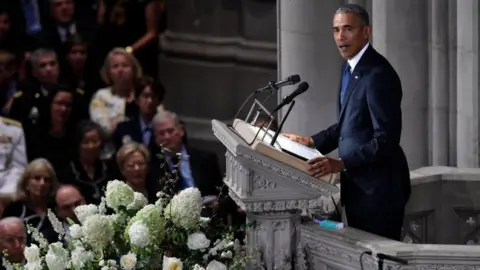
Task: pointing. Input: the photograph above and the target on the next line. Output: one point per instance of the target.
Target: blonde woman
(116, 103)
(35, 195)
(133, 160)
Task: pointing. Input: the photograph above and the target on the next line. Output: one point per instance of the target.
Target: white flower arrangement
(169, 235)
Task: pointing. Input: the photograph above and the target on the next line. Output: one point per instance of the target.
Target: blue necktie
(345, 79)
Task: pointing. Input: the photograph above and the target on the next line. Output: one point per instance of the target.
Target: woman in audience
(36, 191)
(116, 103)
(51, 136)
(134, 25)
(133, 159)
(86, 170)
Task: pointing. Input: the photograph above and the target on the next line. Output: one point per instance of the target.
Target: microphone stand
(274, 139)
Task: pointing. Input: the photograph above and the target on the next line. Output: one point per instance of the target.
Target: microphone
(302, 87)
(292, 80)
(382, 256)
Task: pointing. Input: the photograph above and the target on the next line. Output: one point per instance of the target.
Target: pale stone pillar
(306, 47)
(439, 83)
(452, 70)
(400, 33)
(467, 83)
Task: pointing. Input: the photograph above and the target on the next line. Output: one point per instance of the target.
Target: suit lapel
(137, 130)
(354, 79)
(195, 166)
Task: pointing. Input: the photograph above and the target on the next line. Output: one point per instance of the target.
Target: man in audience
(68, 197)
(13, 158)
(149, 95)
(8, 85)
(64, 25)
(29, 105)
(13, 239)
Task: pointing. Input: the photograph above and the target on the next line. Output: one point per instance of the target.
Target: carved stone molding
(232, 49)
(287, 174)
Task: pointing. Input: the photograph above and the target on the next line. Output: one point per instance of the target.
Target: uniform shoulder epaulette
(18, 94)
(11, 122)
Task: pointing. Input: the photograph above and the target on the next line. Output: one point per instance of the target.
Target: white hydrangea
(128, 261)
(170, 263)
(197, 241)
(139, 201)
(216, 265)
(118, 194)
(138, 234)
(76, 231)
(185, 208)
(81, 257)
(36, 265)
(98, 231)
(84, 211)
(198, 267)
(150, 216)
(57, 257)
(32, 253)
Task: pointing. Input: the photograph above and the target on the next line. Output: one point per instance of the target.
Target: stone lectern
(273, 194)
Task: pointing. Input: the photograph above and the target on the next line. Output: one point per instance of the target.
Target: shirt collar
(144, 125)
(354, 61)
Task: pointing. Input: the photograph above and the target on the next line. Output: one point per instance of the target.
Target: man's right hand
(308, 141)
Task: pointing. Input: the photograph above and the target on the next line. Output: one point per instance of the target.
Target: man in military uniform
(29, 105)
(13, 158)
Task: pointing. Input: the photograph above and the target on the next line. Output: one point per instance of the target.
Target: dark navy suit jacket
(376, 179)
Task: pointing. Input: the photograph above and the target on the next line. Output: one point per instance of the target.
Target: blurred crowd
(81, 104)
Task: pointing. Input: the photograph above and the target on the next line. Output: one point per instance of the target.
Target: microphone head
(302, 87)
(294, 79)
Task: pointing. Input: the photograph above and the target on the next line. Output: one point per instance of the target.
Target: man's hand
(300, 139)
(321, 166)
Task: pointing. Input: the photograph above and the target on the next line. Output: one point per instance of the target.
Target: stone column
(439, 83)
(452, 70)
(400, 33)
(467, 83)
(306, 47)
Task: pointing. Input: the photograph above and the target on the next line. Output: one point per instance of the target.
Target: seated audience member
(132, 160)
(51, 137)
(116, 103)
(13, 158)
(63, 25)
(13, 238)
(77, 71)
(31, 103)
(86, 170)
(149, 95)
(8, 82)
(5, 200)
(35, 195)
(67, 199)
(198, 168)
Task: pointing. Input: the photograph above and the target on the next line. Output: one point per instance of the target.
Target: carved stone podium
(272, 194)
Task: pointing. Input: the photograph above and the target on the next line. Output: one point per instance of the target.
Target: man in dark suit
(375, 181)
(149, 94)
(63, 25)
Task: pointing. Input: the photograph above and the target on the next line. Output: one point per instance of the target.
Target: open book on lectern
(284, 150)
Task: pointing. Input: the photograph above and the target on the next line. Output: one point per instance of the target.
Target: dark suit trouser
(388, 224)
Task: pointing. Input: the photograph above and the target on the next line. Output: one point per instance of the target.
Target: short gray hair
(10, 220)
(41, 52)
(357, 10)
(164, 115)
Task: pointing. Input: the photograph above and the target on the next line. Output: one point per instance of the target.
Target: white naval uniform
(13, 154)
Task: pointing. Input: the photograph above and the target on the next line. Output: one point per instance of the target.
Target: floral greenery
(124, 232)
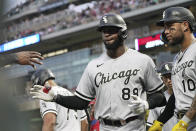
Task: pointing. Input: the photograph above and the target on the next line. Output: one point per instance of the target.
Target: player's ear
(185, 26)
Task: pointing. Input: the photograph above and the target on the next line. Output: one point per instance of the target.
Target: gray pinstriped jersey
(67, 119)
(184, 78)
(112, 81)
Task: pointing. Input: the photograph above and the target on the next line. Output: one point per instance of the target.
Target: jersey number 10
(190, 85)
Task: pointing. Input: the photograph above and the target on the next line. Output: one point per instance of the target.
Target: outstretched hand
(138, 105)
(38, 92)
(29, 58)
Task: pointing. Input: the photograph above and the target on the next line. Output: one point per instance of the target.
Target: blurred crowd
(69, 17)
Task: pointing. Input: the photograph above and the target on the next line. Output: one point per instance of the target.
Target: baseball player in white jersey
(120, 79)
(178, 25)
(165, 72)
(56, 117)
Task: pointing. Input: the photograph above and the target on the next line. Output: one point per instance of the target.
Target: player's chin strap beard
(115, 45)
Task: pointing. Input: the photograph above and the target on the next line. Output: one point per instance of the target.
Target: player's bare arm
(49, 122)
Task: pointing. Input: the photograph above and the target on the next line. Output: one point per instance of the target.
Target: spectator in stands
(22, 58)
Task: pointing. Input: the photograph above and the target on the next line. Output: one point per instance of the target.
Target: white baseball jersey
(113, 81)
(67, 119)
(156, 112)
(184, 78)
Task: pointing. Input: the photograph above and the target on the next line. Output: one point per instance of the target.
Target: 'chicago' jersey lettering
(101, 78)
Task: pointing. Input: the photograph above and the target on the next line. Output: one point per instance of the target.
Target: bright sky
(8, 4)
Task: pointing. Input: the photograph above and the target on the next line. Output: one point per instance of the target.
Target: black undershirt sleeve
(156, 100)
(168, 111)
(71, 102)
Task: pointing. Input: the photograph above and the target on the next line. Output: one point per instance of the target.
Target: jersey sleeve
(152, 80)
(85, 89)
(82, 114)
(151, 117)
(46, 107)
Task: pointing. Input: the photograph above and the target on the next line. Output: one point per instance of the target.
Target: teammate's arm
(190, 114)
(49, 122)
(71, 102)
(168, 111)
(22, 58)
(84, 125)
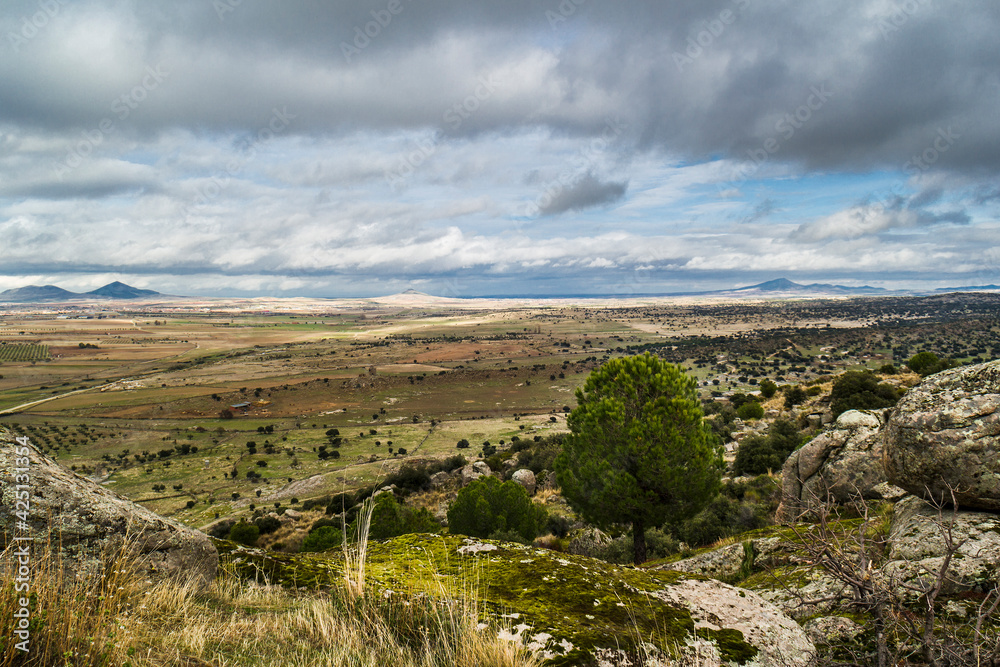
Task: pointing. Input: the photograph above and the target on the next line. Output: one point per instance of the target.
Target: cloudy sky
(489, 147)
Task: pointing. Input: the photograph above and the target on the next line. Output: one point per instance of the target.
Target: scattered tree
(639, 450)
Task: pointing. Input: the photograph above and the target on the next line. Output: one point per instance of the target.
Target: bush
(222, 528)
(861, 390)
(410, 477)
(267, 524)
(244, 533)
(558, 525)
(759, 454)
(390, 519)
(322, 538)
(768, 388)
(794, 396)
(750, 410)
(928, 363)
(740, 507)
(486, 506)
(620, 550)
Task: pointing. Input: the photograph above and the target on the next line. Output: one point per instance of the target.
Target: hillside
(52, 294)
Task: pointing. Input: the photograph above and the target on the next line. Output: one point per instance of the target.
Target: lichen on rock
(569, 608)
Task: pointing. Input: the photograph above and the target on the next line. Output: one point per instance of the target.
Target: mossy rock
(570, 608)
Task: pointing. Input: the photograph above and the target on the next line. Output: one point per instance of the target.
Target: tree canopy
(639, 450)
(861, 390)
(487, 507)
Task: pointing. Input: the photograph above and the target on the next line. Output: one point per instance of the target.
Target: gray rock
(525, 478)
(829, 629)
(91, 523)
(724, 562)
(474, 471)
(440, 479)
(715, 605)
(841, 465)
(944, 435)
(917, 547)
(802, 592)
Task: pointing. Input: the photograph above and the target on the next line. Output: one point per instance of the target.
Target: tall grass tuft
(120, 619)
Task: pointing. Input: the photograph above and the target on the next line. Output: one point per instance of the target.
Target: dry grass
(120, 619)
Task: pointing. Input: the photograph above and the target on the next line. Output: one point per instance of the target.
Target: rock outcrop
(88, 523)
(944, 436)
(525, 478)
(573, 610)
(841, 465)
(917, 547)
(474, 471)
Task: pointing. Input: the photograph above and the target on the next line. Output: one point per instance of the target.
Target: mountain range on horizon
(120, 291)
(50, 293)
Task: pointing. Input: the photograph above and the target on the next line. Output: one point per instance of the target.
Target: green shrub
(928, 363)
(759, 454)
(244, 533)
(767, 388)
(750, 410)
(860, 390)
(390, 519)
(620, 550)
(794, 396)
(486, 506)
(267, 524)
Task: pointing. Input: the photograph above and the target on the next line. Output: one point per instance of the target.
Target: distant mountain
(787, 286)
(973, 288)
(51, 293)
(119, 290)
(36, 294)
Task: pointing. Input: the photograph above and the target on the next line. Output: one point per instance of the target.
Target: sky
(497, 147)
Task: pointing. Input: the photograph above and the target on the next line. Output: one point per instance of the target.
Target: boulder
(89, 523)
(825, 630)
(726, 562)
(917, 547)
(571, 609)
(474, 471)
(440, 479)
(842, 465)
(944, 436)
(525, 478)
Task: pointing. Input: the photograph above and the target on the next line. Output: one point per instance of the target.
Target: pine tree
(639, 450)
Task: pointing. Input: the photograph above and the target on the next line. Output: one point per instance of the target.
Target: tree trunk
(639, 541)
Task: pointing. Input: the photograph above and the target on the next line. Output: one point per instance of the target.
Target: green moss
(732, 646)
(589, 603)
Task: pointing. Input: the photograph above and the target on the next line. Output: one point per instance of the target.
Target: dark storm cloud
(854, 86)
(588, 191)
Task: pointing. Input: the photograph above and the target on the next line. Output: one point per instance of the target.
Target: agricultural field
(202, 412)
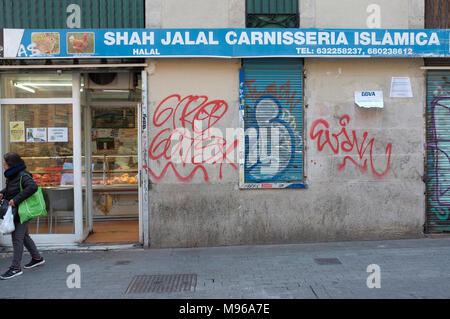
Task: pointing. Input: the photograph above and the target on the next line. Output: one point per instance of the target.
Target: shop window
(42, 135)
(272, 14)
(272, 119)
(36, 86)
(437, 14)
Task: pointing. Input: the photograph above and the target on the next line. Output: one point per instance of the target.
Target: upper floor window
(272, 14)
(437, 14)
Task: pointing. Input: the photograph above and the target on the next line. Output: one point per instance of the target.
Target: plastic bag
(7, 225)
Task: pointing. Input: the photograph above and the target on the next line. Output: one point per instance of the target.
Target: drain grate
(162, 283)
(327, 261)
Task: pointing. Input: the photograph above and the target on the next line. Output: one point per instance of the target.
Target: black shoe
(12, 272)
(34, 263)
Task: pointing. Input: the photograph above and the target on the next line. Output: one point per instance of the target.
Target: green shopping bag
(33, 206)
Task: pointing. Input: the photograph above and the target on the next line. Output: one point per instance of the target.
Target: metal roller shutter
(273, 120)
(438, 152)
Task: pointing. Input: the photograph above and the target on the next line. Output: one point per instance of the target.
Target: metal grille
(327, 261)
(271, 6)
(162, 283)
(438, 152)
(273, 120)
(51, 14)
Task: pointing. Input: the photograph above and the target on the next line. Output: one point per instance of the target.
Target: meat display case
(108, 171)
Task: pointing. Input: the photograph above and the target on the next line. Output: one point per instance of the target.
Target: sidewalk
(418, 268)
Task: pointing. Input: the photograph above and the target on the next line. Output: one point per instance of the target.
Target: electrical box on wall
(111, 81)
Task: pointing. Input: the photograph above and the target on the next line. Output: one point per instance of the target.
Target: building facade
(261, 150)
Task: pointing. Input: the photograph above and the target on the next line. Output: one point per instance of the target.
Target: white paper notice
(401, 87)
(369, 98)
(36, 134)
(58, 134)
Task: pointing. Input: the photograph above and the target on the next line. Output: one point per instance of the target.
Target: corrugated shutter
(273, 95)
(272, 6)
(438, 152)
(52, 14)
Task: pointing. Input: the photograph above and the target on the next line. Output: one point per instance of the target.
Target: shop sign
(227, 43)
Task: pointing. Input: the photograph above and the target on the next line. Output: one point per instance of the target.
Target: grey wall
(195, 14)
(339, 204)
(347, 204)
(354, 13)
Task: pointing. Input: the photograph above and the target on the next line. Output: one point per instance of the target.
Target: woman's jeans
(20, 237)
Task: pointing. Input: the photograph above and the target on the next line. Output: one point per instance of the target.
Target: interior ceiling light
(23, 87)
(46, 84)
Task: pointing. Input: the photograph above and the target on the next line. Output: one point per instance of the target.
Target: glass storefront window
(36, 85)
(43, 136)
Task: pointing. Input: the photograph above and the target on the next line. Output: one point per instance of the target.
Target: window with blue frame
(272, 14)
(272, 116)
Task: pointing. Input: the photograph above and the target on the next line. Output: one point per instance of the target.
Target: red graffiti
(189, 136)
(342, 141)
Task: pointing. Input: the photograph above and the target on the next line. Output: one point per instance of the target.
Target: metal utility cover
(162, 283)
(327, 261)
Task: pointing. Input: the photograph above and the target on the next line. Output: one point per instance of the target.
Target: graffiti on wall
(273, 133)
(186, 139)
(438, 164)
(349, 143)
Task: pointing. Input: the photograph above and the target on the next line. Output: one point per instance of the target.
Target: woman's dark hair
(13, 159)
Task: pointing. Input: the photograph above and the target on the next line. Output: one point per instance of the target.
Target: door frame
(57, 239)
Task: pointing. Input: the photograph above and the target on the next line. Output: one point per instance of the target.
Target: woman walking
(15, 172)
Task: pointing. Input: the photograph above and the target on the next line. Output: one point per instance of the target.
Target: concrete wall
(200, 204)
(338, 205)
(356, 13)
(195, 14)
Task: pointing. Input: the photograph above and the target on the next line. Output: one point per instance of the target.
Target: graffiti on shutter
(438, 152)
(273, 124)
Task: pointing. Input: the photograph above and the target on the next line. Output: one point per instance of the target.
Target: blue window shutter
(273, 120)
(438, 152)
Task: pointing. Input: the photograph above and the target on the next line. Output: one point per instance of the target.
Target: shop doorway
(111, 106)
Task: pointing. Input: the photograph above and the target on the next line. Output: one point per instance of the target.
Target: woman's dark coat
(12, 190)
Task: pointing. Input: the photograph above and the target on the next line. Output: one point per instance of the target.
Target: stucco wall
(339, 204)
(195, 14)
(354, 13)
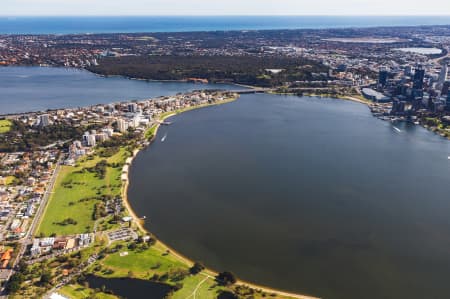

——————————

- TASK INSTRUCTIONS
Pull out every line of the material above that contains the string "lectern", where uppercase and lowercase must match.

- EXERCISE SOLUTION
Target: stone lectern
Target: open book on lectern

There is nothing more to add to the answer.